PROBLEM REQUIREMENTS =
Copy out every record below word for word, omitting the pictures.

* start *

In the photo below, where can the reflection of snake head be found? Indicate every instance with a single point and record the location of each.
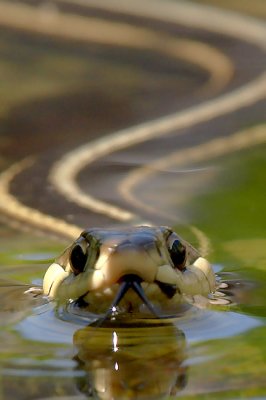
(127, 362)
(153, 265)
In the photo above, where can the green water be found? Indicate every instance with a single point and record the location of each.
(206, 354)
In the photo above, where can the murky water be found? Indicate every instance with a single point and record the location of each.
(58, 92)
(207, 353)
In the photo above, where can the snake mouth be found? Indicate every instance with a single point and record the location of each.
(127, 282)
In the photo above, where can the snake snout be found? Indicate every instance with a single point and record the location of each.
(130, 281)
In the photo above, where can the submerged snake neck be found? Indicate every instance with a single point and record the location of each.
(163, 265)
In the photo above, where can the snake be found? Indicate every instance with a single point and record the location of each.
(128, 270)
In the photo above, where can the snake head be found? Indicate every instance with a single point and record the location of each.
(108, 270)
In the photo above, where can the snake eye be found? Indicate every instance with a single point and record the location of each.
(78, 259)
(178, 254)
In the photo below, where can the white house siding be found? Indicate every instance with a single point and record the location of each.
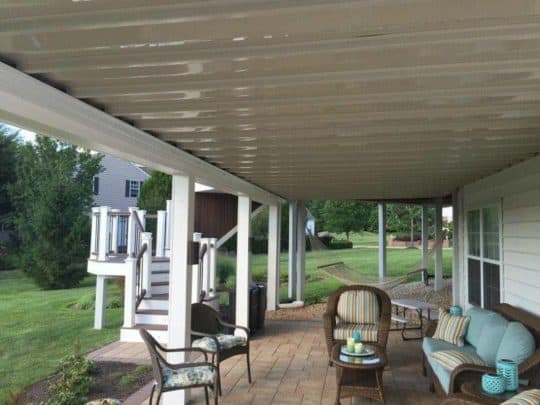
(112, 183)
(517, 190)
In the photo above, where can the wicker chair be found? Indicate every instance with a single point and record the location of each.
(209, 332)
(174, 377)
(382, 325)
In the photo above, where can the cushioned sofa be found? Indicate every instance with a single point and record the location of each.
(506, 332)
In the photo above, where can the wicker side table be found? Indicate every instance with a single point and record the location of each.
(359, 376)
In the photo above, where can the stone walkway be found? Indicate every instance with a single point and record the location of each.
(290, 366)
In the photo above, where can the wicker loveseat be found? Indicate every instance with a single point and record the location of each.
(486, 337)
(357, 307)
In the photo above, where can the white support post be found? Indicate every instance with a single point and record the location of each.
(438, 251)
(142, 217)
(301, 251)
(131, 232)
(160, 233)
(456, 256)
(212, 257)
(114, 232)
(382, 240)
(94, 233)
(101, 302)
(243, 261)
(129, 292)
(103, 249)
(179, 323)
(293, 235)
(425, 239)
(274, 248)
(168, 226)
(146, 238)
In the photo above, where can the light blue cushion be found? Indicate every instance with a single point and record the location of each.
(188, 377)
(490, 338)
(479, 317)
(517, 343)
(224, 341)
(430, 345)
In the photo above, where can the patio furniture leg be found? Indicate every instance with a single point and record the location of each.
(249, 367)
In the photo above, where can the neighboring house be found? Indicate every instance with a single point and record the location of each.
(119, 184)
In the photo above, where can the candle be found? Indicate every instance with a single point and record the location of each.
(350, 345)
(358, 347)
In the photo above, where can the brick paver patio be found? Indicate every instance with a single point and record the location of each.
(290, 366)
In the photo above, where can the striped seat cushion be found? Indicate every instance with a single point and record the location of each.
(451, 328)
(529, 397)
(368, 332)
(358, 306)
(452, 358)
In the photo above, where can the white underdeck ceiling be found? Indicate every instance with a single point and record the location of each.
(307, 99)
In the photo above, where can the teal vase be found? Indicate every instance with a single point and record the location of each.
(509, 370)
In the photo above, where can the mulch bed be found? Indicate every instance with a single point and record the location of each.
(107, 383)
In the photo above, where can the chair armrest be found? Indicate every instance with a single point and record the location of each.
(233, 327)
(431, 327)
(465, 373)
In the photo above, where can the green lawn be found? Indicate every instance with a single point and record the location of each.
(365, 260)
(37, 328)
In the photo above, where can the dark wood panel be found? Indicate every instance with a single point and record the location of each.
(216, 213)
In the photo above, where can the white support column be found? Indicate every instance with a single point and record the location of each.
(94, 234)
(114, 232)
(274, 248)
(160, 233)
(456, 247)
(103, 249)
(293, 235)
(382, 240)
(425, 238)
(101, 302)
(129, 292)
(301, 251)
(146, 238)
(243, 260)
(179, 323)
(168, 225)
(438, 250)
(212, 256)
(131, 232)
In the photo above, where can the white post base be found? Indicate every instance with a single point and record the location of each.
(101, 302)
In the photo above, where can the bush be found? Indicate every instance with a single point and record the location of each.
(225, 268)
(75, 376)
(406, 237)
(340, 244)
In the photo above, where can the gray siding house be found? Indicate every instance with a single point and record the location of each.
(119, 184)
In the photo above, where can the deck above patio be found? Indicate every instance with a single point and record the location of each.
(290, 366)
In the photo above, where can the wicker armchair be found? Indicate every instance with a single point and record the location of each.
(528, 369)
(173, 377)
(381, 326)
(210, 333)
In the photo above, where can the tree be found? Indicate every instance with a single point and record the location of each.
(52, 198)
(346, 216)
(155, 192)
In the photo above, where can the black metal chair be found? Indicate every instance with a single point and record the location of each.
(215, 336)
(174, 377)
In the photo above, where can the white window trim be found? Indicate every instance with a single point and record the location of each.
(483, 260)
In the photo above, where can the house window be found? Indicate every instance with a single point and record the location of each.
(95, 185)
(133, 188)
(483, 256)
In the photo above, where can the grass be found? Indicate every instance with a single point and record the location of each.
(365, 260)
(38, 328)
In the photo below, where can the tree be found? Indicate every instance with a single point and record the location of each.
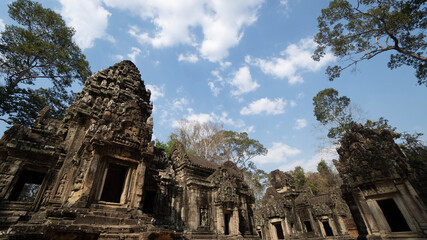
(201, 139)
(338, 115)
(370, 27)
(37, 52)
(210, 141)
(299, 177)
(240, 149)
(334, 111)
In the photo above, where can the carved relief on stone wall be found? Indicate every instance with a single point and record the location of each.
(226, 193)
(378, 188)
(272, 204)
(179, 155)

* end *

SOLUTION =
In the photo below, where can the reflection of snake head be found? Indicate every instance with a single point and record the location of each.
(127, 362)
(153, 265)
In the photo above, where can the green water be found? Indicate every instance with a single point and record the location of each.
(206, 354)
In the photo above, where can the murky water be found? Indicate every instance with a single point and record the location of each.
(58, 92)
(207, 353)
In the photo above, where can the snake mouth be found? Indicate every instance with a single point and record the location of each.
(127, 282)
In the photo above, where can the snake snout be found? Indicate every instance with a single point and record the location of each.
(130, 281)
In the photo above, where can the submerged snake neck be found? Indicate every instance with a single point and record the location of each.
(163, 265)
In the photo above, where can the snake be found? Indicate every instance with a single point and record the location of each.
(128, 270)
In the photo above, where can the snake head be found? Indicate every instance with a single point and record the location of each.
(108, 270)
In the photo above, where can the snake eye be found? Indicate every instance with a single point and record the location of each.
(78, 259)
(178, 254)
In the photo below, where can the white house siding be found? Indicate every instance with a single point and record the location of each.
(112, 183)
(517, 190)
In the photo above, where can the wicker chair be found? Indicate every instance with a single point and record the location of each.
(209, 332)
(174, 377)
(382, 325)
In the photo above, where can the cushioned sofa be found? Indicate every instance with a single point and record the location of each.
(506, 332)
In the photo above, where can the wicker side table be found? Indicate every instance with a single point and record the location of each.
(359, 376)
In the photo above, where can the stone walkway be found? Indicate every instance with a single point and record the location of each.
(290, 366)
In the photo above, where can the wicker loveseat be found? Indicate every instance with a single point and record the location of each.
(486, 337)
(357, 307)
In the photo above, where can the white support post be found? Indicate every instance with a single point and record the location of each.
(438, 251)
(142, 217)
(301, 251)
(131, 232)
(160, 233)
(456, 256)
(212, 257)
(114, 232)
(382, 240)
(94, 233)
(101, 302)
(243, 261)
(129, 292)
(103, 249)
(179, 323)
(293, 235)
(425, 239)
(274, 248)
(168, 226)
(146, 238)
In the photo above, where can the light blue cushion be found? Indicate every instance with a single point and record the location of each.
(188, 377)
(490, 338)
(479, 317)
(517, 343)
(224, 341)
(430, 345)
In the photo above, where can the patio furniture leg be found? Indicate every instance with a single point and record the location of each.
(249, 367)
In the photo above, where can the neighboring house be found? Indicate every instance with a single point and record the location of each.
(119, 184)
In the photo above, where can the candle be found? Indicate every instance with a single point and record the location of each.
(350, 345)
(358, 347)
In the photo above, where can the brick paver patio be found? Indicate every instance with a single point and record the location of each.
(290, 366)
In the photo above, where can the striped seat cushion be found? Indicate every instance with a single point and record the location of each.
(451, 328)
(529, 397)
(368, 332)
(358, 306)
(452, 358)
In the photo above, where can the white underdeck ceiling be found? Indicate every instance with a single point and record the location of each.
(307, 99)
In the photo above, where can the teal vase be found? Indicate every instance with a single point and record the location of each.
(509, 370)
In the photo above, where can the mulch bed be found? Indicate every instance with a single point and record the location of each.
(107, 383)
In the photo above, where can the chair armrest be found? Indicate every instance with a single point and record the location of each.
(233, 327)
(431, 327)
(465, 373)
In the photo above, where can the green lawn be found? Indicate every instance with a single point and record the location of each.
(365, 260)
(37, 328)
In the photo above, where can the dark wood panel be found? Indicate every instance with a single point and record the location of each.
(216, 213)
In the photo above, where can the white support column be found? Indicate every instance with a single point and record the location of each.
(94, 234)
(114, 232)
(274, 248)
(160, 233)
(456, 247)
(103, 249)
(293, 235)
(382, 240)
(425, 238)
(101, 302)
(129, 292)
(301, 251)
(146, 238)
(243, 260)
(179, 323)
(168, 225)
(438, 250)
(212, 256)
(131, 232)
In the photo above, where can the white post base be found? Indicate every instance with a single point and record the location of each.
(101, 302)
In the photo above, where can the bush be found? Indicate every instance with a single point and record the location of each.
(225, 268)
(75, 376)
(406, 237)
(340, 244)
In the photo above, where can the gray siding house be found? Indicate every instance with a single point and record the location of each.
(119, 184)
In the photo above, where can the deck above patio be found? Indicate every instance with a single point and record the location of each.
(290, 366)
In the photo above, where can the wicker armchair be found? Indicate every instance with a single point and record the location of each.
(528, 369)
(173, 377)
(381, 326)
(210, 333)
In the photo above, where can the tree be found? Indicate every instance with a single point and record the location of each.
(52, 198)
(346, 216)
(155, 192)
In the photo above, where can the black metal chair be found? Indicate every instance with a single point and record the location of each.
(215, 336)
(174, 377)
In the photo above, where can the white window trim be found? Indicate every instance with a single point and record the location of each.
(483, 260)
In the photo above, where can the house window be found? Indicate every instance with a single point and record the location of each.
(95, 185)
(133, 188)
(483, 256)
In the photo above, where can the grass be found? Indicate every instance with a single point and record the location of each.
(365, 260)
(38, 328)
In the photo below, where can the tree be found? Indicate every instance with a single point and record the location of each.
(201, 139)
(338, 115)
(370, 27)
(37, 52)
(210, 141)
(299, 177)
(240, 149)
(334, 111)
In the photo above, where can the carved relief on stone wall be found? Indicate every instance with a single point and record the location of each.
(226, 193)
(378, 188)
(272, 204)
(179, 155)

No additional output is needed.